* Begin RECORDS SUPPLIED *

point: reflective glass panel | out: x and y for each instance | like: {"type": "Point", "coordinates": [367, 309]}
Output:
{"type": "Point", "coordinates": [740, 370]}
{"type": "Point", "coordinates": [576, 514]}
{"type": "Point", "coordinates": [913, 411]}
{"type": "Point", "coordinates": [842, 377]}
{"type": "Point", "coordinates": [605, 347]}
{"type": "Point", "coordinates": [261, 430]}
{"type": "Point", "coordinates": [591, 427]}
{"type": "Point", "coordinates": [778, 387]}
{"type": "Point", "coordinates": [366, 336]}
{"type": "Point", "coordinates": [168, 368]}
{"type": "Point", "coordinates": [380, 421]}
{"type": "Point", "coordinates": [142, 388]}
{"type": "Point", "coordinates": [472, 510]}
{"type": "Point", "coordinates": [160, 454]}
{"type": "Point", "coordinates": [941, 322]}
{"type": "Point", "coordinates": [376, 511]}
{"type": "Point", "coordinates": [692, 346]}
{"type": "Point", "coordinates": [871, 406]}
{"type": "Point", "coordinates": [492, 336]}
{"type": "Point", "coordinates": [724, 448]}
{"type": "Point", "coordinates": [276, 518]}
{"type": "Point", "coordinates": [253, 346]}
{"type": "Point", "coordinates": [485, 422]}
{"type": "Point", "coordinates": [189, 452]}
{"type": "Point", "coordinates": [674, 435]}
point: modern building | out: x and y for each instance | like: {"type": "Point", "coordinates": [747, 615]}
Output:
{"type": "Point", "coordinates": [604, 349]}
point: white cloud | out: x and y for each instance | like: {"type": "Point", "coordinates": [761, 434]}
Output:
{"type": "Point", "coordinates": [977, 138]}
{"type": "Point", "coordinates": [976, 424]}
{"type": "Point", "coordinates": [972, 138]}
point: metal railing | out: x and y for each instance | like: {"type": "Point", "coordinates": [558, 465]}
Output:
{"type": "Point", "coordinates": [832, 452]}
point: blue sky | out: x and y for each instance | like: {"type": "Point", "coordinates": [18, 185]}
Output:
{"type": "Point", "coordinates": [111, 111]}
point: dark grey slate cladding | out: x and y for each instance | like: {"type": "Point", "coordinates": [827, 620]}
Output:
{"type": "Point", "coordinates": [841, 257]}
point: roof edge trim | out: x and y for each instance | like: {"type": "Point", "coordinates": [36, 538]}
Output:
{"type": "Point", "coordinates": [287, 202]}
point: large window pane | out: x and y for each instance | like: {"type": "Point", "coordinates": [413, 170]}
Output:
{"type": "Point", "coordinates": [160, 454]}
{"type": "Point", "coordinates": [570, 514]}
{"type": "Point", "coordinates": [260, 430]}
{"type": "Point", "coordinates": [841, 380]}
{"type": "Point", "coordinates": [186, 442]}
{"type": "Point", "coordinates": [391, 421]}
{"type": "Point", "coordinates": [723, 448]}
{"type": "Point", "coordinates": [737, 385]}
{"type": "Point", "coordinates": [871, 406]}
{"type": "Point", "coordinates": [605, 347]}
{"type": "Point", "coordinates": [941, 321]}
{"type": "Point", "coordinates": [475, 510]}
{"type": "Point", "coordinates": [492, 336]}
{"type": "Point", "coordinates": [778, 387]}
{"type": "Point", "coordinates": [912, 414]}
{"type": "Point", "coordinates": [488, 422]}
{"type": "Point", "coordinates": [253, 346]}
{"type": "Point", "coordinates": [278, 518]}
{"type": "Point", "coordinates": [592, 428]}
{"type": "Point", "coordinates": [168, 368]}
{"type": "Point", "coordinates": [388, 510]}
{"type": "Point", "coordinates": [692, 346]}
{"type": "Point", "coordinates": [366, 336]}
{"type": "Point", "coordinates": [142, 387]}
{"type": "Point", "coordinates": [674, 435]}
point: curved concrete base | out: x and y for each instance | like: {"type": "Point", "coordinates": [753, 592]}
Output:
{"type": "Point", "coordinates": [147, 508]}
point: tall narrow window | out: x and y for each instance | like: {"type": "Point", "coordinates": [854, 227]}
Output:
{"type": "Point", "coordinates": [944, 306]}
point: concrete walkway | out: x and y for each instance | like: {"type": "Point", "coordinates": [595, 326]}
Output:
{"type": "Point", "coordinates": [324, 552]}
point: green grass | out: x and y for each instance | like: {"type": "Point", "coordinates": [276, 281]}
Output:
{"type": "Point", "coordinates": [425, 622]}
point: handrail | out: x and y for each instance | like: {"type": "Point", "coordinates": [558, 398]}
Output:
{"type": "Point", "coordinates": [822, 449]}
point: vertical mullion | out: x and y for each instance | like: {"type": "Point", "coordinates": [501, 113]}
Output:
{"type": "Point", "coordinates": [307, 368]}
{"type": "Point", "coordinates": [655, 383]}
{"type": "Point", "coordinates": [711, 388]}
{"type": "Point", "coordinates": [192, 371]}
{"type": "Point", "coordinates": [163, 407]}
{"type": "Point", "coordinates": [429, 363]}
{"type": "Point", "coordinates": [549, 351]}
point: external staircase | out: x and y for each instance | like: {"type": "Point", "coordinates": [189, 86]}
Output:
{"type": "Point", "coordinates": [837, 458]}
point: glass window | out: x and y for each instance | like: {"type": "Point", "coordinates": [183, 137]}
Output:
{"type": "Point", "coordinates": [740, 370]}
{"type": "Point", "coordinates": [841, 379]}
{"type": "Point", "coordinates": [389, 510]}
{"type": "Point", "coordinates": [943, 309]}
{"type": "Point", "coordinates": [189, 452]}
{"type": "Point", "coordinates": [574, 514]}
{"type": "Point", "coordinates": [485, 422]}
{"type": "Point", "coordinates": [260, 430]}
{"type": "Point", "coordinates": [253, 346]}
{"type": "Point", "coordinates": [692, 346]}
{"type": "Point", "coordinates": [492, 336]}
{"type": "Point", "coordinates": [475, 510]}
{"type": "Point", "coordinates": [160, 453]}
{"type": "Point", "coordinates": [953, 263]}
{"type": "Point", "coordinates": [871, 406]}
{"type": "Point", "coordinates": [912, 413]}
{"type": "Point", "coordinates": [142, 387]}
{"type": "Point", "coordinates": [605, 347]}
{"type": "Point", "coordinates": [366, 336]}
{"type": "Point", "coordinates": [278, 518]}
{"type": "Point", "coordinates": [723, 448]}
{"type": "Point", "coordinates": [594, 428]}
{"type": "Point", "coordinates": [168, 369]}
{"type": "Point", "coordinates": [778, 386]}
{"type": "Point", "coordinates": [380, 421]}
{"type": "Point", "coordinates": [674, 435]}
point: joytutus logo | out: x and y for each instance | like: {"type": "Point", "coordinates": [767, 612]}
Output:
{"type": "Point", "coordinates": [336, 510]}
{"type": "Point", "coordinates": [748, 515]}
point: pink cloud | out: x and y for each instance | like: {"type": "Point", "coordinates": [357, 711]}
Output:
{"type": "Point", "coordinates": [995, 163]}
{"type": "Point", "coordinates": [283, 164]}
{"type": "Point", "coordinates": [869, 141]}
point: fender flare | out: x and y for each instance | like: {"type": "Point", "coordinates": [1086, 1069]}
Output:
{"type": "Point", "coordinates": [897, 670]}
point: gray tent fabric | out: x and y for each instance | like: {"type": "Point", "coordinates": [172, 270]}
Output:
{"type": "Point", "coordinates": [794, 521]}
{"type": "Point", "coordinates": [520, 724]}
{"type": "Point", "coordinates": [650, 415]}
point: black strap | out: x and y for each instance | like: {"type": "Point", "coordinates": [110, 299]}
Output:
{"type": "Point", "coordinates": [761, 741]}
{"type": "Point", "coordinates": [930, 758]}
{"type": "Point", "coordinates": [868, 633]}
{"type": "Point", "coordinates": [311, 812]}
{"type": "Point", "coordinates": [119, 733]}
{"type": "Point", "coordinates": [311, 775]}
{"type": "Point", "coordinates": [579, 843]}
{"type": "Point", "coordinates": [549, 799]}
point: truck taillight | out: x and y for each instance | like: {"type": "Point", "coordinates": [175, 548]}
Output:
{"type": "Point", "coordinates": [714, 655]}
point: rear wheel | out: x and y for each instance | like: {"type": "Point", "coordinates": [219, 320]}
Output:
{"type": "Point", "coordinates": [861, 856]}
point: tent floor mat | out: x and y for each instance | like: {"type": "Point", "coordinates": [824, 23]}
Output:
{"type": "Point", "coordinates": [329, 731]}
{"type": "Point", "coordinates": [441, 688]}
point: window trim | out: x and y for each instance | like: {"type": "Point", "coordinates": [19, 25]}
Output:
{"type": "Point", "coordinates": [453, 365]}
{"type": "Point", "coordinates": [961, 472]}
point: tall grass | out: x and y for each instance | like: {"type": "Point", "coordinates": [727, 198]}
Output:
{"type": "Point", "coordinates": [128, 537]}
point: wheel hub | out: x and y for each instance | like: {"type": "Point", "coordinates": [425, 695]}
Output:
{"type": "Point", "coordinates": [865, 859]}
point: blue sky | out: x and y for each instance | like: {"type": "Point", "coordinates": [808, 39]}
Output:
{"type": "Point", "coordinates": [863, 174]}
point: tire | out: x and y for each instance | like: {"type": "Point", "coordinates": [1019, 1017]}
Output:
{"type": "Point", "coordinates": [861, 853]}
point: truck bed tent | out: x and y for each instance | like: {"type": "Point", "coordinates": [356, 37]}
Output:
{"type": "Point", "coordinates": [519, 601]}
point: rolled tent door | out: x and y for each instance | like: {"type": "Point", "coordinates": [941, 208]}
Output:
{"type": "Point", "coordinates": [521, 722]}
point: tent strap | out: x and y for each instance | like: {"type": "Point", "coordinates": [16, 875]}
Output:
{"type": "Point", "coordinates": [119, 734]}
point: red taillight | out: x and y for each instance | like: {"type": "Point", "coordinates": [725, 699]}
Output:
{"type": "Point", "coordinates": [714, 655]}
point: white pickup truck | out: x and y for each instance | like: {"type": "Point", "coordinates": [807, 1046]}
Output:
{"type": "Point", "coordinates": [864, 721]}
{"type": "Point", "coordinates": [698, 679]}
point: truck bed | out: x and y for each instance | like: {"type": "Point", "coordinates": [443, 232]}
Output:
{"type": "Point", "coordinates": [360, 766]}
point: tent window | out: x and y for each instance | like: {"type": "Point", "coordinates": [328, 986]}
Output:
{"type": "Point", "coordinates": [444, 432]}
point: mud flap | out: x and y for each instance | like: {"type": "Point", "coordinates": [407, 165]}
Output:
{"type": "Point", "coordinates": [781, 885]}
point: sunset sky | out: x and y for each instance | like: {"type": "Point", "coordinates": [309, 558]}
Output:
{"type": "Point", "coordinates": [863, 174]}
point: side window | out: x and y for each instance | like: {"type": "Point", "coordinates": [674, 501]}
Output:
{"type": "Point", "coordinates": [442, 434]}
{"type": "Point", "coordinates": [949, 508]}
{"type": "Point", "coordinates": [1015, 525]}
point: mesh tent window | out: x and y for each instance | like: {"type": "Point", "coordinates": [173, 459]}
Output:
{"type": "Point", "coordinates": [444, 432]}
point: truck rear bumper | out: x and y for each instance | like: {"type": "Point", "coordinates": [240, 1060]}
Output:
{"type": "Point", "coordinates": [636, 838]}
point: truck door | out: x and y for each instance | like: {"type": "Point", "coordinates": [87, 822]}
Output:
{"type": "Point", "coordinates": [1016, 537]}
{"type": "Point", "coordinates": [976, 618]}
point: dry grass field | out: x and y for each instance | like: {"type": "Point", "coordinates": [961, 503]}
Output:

* End RECORDS SUPPLIED *

The lines to reproduce run from the one that contains "point: truck bed tent" through the last line above; copy them exactly.

point: truck bed tent | out: x and y for each instance | like: {"type": "Point", "coordinates": [356, 37]}
Output:
{"type": "Point", "coordinates": [519, 601]}
point: rolled tent door | out: x and y for each instance | like: {"type": "Point", "coordinates": [941, 208]}
Output:
{"type": "Point", "coordinates": [521, 722]}
point: tent strap | out: x and y for each instance | like: {"type": "Point", "coordinates": [16, 875]}
Output:
{"type": "Point", "coordinates": [119, 734]}
point: red taillight | out: x and y for each instance | like: {"type": "Point", "coordinates": [725, 699]}
Output:
{"type": "Point", "coordinates": [714, 655]}
point: white pickup truck | out: x and y for each instance | like: {"type": "Point", "coordinates": [807, 1046]}
Output:
{"type": "Point", "coordinates": [864, 721]}
{"type": "Point", "coordinates": [698, 679]}
point: truck bed | out: x and y for each instance | like: {"type": "Point", "coordinates": [443, 232]}
Output:
{"type": "Point", "coordinates": [360, 766]}
point: tent window | out: x and y for each instance | like: {"type": "Point", "coordinates": [328, 986]}
Output:
{"type": "Point", "coordinates": [444, 432]}
point: mud flap | out: x and y for each instance | like: {"type": "Point", "coordinates": [407, 165]}
Output:
{"type": "Point", "coordinates": [781, 885]}
point: sunset sky | out: x and y for each instance | like: {"type": "Point", "coordinates": [309, 558]}
Output:
{"type": "Point", "coordinates": [863, 174]}
point: side window | out: x and y for each instance | like: {"type": "Point", "coordinates": [674, 501]}
Output:
{"type": "Point", "coordinates": [442, 434]}
{"type": "Point", "coordinates": [949, 508]}
{"type": "Point", "coordinates": [1015, 525]}
point: mesh tent window | out: x and y for each instance | like: {"type": "Point", "coordinates": [173, 459]}
Output:
{"type": "Point", "coordinates": [444, 432]}
point: truck rear bumper | out: x and y for each instance | like: {"type": "Point", "coordinates": [240, 1060]}
Output:
{"type": "Point", "coordinates": [636, 838]}
point: truck door | out: x and y for each instance | like: {"type": "Point", "coordinates": [87, 822]}
Output:
{"type": "Point", "coordinates": [1016, 537]}
{"type": "Point", "coordinates": [976, 618]}
point: dry grass field | out: x and y for each instance | like: {"type": "Point", "coordinates": [961, 503]}
Output:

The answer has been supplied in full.